Start of Block
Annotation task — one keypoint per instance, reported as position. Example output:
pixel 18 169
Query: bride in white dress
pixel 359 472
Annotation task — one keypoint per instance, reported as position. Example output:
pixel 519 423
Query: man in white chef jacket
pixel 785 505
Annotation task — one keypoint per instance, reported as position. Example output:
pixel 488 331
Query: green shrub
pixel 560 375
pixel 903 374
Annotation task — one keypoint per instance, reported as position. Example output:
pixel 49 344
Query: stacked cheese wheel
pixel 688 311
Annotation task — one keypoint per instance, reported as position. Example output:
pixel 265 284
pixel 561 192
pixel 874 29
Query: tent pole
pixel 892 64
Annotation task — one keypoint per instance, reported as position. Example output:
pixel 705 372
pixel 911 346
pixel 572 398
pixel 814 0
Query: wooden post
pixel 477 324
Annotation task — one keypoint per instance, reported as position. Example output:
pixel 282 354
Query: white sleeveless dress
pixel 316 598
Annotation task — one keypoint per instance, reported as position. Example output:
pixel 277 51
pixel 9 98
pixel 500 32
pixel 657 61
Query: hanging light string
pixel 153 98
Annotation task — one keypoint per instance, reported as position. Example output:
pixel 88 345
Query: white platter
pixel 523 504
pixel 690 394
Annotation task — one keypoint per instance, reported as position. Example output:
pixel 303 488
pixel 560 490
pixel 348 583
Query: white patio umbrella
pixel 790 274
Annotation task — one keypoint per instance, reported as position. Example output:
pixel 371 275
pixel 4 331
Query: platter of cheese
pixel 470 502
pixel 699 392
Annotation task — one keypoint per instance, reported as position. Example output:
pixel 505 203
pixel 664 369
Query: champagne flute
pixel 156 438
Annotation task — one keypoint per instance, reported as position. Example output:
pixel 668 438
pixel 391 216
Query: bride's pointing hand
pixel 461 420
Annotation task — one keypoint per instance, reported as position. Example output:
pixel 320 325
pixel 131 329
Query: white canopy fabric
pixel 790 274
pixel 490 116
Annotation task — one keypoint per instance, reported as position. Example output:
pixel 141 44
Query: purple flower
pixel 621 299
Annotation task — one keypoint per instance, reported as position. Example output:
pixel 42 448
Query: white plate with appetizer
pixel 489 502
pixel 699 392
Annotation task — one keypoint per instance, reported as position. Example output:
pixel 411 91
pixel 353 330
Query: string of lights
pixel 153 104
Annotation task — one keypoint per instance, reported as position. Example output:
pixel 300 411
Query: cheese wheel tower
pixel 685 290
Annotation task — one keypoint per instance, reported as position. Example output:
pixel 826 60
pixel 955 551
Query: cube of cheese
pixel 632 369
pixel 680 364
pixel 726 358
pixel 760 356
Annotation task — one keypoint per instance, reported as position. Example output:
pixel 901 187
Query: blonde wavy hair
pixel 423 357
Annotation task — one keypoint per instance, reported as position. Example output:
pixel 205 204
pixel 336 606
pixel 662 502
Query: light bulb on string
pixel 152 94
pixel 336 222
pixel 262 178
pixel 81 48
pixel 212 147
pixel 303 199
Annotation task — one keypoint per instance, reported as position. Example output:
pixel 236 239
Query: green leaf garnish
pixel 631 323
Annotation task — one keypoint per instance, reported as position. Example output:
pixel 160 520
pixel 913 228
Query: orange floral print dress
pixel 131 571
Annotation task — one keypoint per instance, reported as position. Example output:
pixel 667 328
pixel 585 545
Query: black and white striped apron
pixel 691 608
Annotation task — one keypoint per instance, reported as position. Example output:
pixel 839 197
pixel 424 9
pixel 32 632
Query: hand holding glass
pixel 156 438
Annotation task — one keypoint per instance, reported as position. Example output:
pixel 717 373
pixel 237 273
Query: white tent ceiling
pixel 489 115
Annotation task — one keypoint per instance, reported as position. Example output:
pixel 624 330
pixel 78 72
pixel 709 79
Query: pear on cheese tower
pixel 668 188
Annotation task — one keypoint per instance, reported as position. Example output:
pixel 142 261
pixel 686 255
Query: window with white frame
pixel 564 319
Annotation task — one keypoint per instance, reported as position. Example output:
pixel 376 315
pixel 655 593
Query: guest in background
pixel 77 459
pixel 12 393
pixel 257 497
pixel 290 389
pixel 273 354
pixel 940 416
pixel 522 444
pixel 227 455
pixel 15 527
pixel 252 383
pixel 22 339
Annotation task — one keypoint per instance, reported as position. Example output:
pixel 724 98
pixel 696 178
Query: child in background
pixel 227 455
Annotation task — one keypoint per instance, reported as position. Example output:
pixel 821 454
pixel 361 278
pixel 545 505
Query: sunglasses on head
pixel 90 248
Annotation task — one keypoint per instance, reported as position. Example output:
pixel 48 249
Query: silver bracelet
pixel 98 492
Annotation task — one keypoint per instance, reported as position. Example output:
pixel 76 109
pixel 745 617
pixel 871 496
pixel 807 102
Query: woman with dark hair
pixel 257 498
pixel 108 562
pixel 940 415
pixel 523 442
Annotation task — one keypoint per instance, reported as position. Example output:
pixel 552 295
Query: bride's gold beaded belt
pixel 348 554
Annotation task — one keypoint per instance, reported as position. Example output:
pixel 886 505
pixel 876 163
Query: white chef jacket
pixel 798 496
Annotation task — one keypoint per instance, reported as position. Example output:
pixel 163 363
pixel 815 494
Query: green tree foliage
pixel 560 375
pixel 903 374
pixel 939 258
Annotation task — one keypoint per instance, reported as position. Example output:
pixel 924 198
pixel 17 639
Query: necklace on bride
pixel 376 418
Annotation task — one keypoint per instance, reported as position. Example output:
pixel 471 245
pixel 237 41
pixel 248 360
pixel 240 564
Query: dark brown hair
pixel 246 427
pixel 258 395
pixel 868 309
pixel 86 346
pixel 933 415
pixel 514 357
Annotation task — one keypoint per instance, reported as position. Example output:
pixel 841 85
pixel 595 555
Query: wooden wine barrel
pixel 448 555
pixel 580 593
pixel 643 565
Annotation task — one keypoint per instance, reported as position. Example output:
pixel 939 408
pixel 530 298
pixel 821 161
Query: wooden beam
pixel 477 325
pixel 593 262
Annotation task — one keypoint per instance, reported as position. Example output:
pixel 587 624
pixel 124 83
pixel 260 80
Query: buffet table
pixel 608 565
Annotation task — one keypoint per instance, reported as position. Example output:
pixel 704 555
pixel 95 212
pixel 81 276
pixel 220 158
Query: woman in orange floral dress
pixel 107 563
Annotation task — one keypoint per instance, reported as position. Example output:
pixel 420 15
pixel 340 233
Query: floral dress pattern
End of Block
• ASSIGNMENT:
Print the entries once more, character for character.

• WRITTEN ANSWER:
Annotation task — one keypoint per instance, reported as position. Example output:
pixel 18 169
Query: bride in white dress
pixel 359 472
Annotation task — one keypoint per instance, reported as position. Example output:
pixel 519 423
Query: man in white chef jacket
pixel 785 505
Annotation task — one keypoint per instance, reported as position. Example output:
pixel 488 331
Query: green shrub
pixel 560 375
pixel 903 374
Annotation task — one keypoint per instance, reported as position. Example output:
pixel 49 344
Query: stacked cheese wheel
pixel 688 311
Annotation task — one keypoint per instance, reported as position. Example output:
pixel 265 284
pixel 561 192
pixel 874 29
Query: tent pole
pixel 892 64
Annotation task — one keypoint per instance, reported as position. Example output:
pixel 705 372
pixel 911 346
pixel 572 398
pixel 814 0
Query: wooden post
pixel 477 324
Annotation task — one keypoint per instance, reported as position. Example output:
pixel 282 354
Query: white sleeveless dress
pixel 316 598
Annotation task — one keypoint per instance, reported as position. Example output:
pixel 277 51
pixel 9 98
pixel 500 32
pixel 657 61
Query: hanging light string
pixel 153 98
Annotation task — one keypoint per instance, reported as position. Example output:
pixel 88 345
Query: white platter
pixel 523 504
pixel 690 394
Annotation task — one keypoint per instance, reported as position. Example output:
pixel 303 488
pixel 560 490
pixel 348 583
Query: white patio umbrella
pixel 790 274
Annotation task — one keypoint per instance, reported as position. Example output:
pixel 371 275
pixel 4 331
Query: platter of cheese
pixel 470 502
pixel 699 392
Annotation task — one keypoint per instance, reported as position. Example output:
pixel 505 203
pixel 664 369
Query: champagne flute
pixel 156 438
Annotation task — one keypoint per instance, reported as position. Example output:
pixel 668 438
pixel 391 216
Query: bride's pointing hand
pixel 461 420
Annotation task — one keypoint per instance, reported as position. Example output:
pixel 320 325
pixel 131 329
Query: white canopy fabric
pixel 790 274
pixel 490 116
Annotation task — one keypoint per instance, reported as position. Example output:
pixel 141 44
Query: purple flower
pixel 621 299
Annotation task — one keypoint per instance, reported as position. Example output:
pixel 42 448
Query: white plate with appetizer
pixel 489 502
pixel 699 392
Annotation task — one keypoint per instance, reported as position. Example output:
pixel 411 91
pixel 353 330
Query: string of lights
pixel 153 104
Annotation task — one keypoint per instance, reported as position. Example output:
pixel 300 411
Query: cheese wheel tower
pixel 685 290
Annotation task — one keypoint per instance, reported as position. Example output:
pixel 826 60
pixel 955 551
Query: cube of cheese
pixel 632 369
pixel 680 364
pixel 726 358
pixel 760 356
Annotation task — one keypoint per instance, reported as position. Example output:
pixel 901 187
Query: blonde wavy hair
pixel 423 357
Annotation task — one keypoint per instance, reported as position. Example output:
pixel 205 204
pixel 336 606
pixel 662 502
Query: light bulb on string
pixel 152 94
pixel 336 222
pixel 262 178
pixel 81 48
pixel 212 147
pixel 303 199
Annotation task — one keypoint per instance, reported as position. Example output:
pixel 236 239
Query: green leaf garnish
pixel 631 323
Annotation task — one keypoint per instance, reported as position. Example output:
pixel 160 520
pixel 913 228
Query: orange floral print dress
pixel 131 571
Annotation task — one keypoint per instance, reported as position. Example output:
pixel 667 328
pixel 585 545
Query: black and white striped apron
pixel 691 608
Annotation task — one keypoint per instance, reported as position. Example output:
pixel 839 197
pixel 424 9
pixel 32 632
Query: hand holding glass
pixel 156 438
Annotation task — one keypoint per instance, reported as position. Example output:
pixel 717 373
pixel 237 273
Query: white tent ceiling
pixel 489 115
Annotation task — one keypoint per instance, reported as position. Example output:
pixel 624 330
pixel 78 72
pixel 709 79
Query: pear on cheese tower
pixel 668 188
Annotation task — one keypoint per instance, reported as position. Example output:
pixel 142 261
pixel 686 255
Query: window with white frame
pixel 564 319
Annotation task — one keypoint per instance, reported as position. Example output:
pixel 376 315
pixel 655 593
Query: guest in background
pixel 77 459
pixel 12 393
pixel 257 497
pixel 290 389
pixel 273 354
pixel 940 416
pixel 522 444
pixel 227 455
pixel 15 527
pixel 252 383
pixel 22 339
Annotation task — one keypoint per instance, reported as position. Example output:
pixel 724 98
pixel 696 178
Query: child in background
pixel 227 455
Annotation task — one keypoint per instance, reported as position. Example output:
pixel 821 454
pixel 361 278
pixel 545 505
Query: sunglasses on head
pixel 90 248
Annotation task — one keypoint per instance, reported as position. Example output:
pixel 48 249
Query: silver bracelet
pixel 98 492
Annotation task — one keypoint per instance, reported as position. Example output:
pixel 76 109
pixel 745 617
pixel 871 496
pixel 807 102
Query: woman with dark hair
pixel 257 498
pixel 108 562
pixel 940 415
pixel 523 442
Annotation task — one keypoint per instance, reported as position. Example output:
pixel 552 295
Query: bride's gold beaded belt
pixel 348 554
Annotation task — one keypoint per instance, reported as position. Example output:
pixel 886 505
pixel 876 163
Query: white chef jacket
pixel 798 496
Annotation task — one keypoint per instance, reported as position. Example output:
pixel 163 363
pixel 815 494
Query: green tree foliage
pixel 560 375
pixel 903 374
pixel 939 258
Annotation task — one keypoint per instance, reported as position. Example output:
pixel 924 198
pixel 17 639
Query: necklace on bride
pixel 376 418
Annotation task — one keypoint per instance, reported as position. Example output:
pixel 471 245
pixel 237 41
pixel 248 360
pixel 240 564
Query: dark brown hair
pixel 246 427
pixel 258 395
pixel 868 309
pixel 86 346
pixel 933 415
pixel 514 357
Annotation task — one keypoint per instance, reported as position. Example output:
pixel 841 85
pixel 595 555
Query: wooden wine barrel
pixel 448 555
pixel 580 593
pixel 643 565
Annotation task — one keypoint per instance, reported as position. Example output:
pixel 939 408
pixel 530 298
pixel 821 161
Query: wooden beam
pixel 477 325
pixel 593 262
Annotation task — one keypoint per instance, reported as position. Example output:
pixel 587 624
pixel 124 83
pixel 260 80
Query: buffet table
pixel 608 565
Annotation task — one keypoint per instance, reported as position. Example output:
pixel 704 555
pixel 95 212
pixel 81 276
pixel 220 158
Query: woman in orange floral dress
pixel 107 563
Annotation task — one keypoint per instance, reported as position. Example output:
pixel 420 15
pixel 340 233
Query: floral dress pattern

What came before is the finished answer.